The reputed boss of New York Mafia family the Gambinos, Francesco “Frank” Cali, has been shot dead outside his home on Staten Island, police said Thursday.
The 53-year-old, thought to have been de facto godfather of the Italian crime family since 2015, suffered “multiple gunshot wounds to the torso” in the attack on Wednesday evening, police said.
The New York Daily News reported Cali, also known as “Franky Boy,” was shot six times then hit by a blue truck in which the suspects fled.
Police added he was taken to Staten Island University North hospital, where he was pronounced dead.
“There are no arrests and the investigation is ongoing,” police said.
The Gambino family is one of New York’s five historic Italian Mafia families – along with the Genovese, Lucchese, Colombo and Bonanno families.
US media reported that his death marked the first murder of a New York mob boss in 34 years, since the death of Paul Castellano – another Gambino family boss – by order of John Gotti.

▬▬▬▬▬▬▬▬▬▬

* [Goal of the exercise]: Carry on the news report about the killing of Gambino boss Frank Cali, picking up after its final sentence. The lines that come next are separate material and have no connection to the news report above.

▬▬▬▬▬▬▬▬▬▬

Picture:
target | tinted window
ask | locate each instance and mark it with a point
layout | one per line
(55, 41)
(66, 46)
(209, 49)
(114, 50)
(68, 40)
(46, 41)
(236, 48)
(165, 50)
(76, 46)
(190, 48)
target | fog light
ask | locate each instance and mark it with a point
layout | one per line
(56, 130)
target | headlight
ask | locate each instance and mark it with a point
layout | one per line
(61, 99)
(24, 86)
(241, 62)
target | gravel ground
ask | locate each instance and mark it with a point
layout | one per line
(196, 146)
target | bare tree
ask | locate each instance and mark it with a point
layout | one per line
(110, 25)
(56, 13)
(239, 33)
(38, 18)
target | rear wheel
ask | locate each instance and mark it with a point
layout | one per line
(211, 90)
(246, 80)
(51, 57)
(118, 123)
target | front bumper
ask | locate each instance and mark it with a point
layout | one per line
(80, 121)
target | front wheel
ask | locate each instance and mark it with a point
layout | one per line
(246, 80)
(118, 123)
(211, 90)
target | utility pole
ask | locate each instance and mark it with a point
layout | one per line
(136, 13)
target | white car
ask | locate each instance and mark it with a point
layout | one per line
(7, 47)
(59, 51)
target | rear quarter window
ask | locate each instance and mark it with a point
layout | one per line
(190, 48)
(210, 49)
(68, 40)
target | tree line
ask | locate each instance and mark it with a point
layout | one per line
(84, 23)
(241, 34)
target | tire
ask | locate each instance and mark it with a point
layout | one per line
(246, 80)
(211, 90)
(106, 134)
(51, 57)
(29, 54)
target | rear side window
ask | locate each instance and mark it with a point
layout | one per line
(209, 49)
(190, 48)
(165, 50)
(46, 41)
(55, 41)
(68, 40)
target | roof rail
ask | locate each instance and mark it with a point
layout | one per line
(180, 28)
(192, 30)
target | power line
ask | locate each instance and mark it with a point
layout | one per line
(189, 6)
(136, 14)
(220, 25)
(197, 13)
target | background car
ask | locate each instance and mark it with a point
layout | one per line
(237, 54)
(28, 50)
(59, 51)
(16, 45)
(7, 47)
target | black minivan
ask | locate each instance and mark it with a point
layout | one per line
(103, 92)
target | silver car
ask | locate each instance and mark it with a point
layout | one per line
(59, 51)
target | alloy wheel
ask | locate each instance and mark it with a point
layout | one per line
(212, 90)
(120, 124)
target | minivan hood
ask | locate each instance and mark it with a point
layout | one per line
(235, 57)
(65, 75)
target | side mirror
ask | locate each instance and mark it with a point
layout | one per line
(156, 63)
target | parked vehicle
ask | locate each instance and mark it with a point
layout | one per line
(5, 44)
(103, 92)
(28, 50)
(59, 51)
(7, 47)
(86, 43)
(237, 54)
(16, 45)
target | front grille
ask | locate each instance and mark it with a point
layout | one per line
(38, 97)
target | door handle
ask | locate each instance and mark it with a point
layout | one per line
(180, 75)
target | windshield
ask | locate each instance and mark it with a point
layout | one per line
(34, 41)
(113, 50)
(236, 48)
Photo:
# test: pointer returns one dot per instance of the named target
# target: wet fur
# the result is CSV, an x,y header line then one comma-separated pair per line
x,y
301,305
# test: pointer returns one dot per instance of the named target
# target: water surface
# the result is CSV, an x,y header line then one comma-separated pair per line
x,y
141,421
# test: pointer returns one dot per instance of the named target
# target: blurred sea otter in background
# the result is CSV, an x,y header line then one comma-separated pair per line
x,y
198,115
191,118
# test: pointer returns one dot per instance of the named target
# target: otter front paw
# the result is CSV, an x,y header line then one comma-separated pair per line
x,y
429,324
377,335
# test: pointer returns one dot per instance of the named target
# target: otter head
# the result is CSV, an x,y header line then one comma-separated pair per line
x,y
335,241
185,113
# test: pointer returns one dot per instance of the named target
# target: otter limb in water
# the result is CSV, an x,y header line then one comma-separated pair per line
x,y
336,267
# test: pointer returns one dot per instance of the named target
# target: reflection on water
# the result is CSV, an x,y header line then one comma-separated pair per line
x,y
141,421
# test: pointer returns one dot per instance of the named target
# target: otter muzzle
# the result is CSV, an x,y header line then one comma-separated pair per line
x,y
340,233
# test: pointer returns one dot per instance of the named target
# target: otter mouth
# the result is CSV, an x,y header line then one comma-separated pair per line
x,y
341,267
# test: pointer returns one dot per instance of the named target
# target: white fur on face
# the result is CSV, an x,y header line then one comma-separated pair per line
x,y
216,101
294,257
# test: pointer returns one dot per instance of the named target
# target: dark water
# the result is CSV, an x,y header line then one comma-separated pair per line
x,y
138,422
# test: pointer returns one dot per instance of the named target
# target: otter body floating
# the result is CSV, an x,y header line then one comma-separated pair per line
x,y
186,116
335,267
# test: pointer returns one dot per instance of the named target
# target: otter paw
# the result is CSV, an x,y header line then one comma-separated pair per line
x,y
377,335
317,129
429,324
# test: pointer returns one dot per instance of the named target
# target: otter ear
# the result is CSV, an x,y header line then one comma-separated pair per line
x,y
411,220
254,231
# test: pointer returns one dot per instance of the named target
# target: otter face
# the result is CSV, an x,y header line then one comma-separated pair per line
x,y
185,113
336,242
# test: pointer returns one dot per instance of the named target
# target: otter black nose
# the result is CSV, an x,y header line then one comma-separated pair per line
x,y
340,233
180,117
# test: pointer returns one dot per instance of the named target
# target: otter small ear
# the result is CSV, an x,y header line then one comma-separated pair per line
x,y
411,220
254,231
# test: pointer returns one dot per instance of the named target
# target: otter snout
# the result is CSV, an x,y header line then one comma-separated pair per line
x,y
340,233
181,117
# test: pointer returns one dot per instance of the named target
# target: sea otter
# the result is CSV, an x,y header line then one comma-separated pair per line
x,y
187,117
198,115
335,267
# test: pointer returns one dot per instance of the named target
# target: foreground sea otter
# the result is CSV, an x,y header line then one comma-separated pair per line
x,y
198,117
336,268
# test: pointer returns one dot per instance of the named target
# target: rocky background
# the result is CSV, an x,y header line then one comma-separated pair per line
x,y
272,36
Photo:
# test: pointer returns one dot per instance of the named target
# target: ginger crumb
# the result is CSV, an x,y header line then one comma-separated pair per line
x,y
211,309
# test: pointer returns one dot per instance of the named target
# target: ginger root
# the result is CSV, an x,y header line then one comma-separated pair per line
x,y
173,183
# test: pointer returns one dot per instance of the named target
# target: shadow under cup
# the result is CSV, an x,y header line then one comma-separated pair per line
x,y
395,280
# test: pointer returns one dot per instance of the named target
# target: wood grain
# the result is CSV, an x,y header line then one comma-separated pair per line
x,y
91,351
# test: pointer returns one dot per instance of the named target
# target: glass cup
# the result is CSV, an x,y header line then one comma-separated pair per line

▬▬▬▬▬▬▬▬▬▬

* [Answer box]:
Following Castellano’s murder, Gotti headed the Gambino family until his incarceration for conspiracy and murder in 1992. Gotti died in prison in 2002.
Last October, 71-year-old Sylvester Zottola of the Bonanno family was shot dead while waiting in his car for an order from a Bronx McDonald’s. His son Salvatore had been shot three months earlier outside the family home but survived.
Cali had served 16 months in prison following a 2008 extortion conviction.
According to local media in New York, he took the helm of the Gambino family in 2015, replacing Domenico Cefalu.
‘A certain type of evil’
Also on Wednesday night, a Gambino family associate of over a decade, Anthony Pandrella, was arrested for robbing and murdering his friend Vincent Zito, 78, the US Attorney’s Office in Brooklyn announced Thursday.
Pandrella, 59, is accusing of shooting Zito in his own home and stealing money from him – before returning to the scene of the crime hours later to grieve with the older man’s family.
But he had been caught on CCTV cameras leaving and entering the house at the time of the murder, and his DNA was discovered from the trigger of the gun used to commit the crime.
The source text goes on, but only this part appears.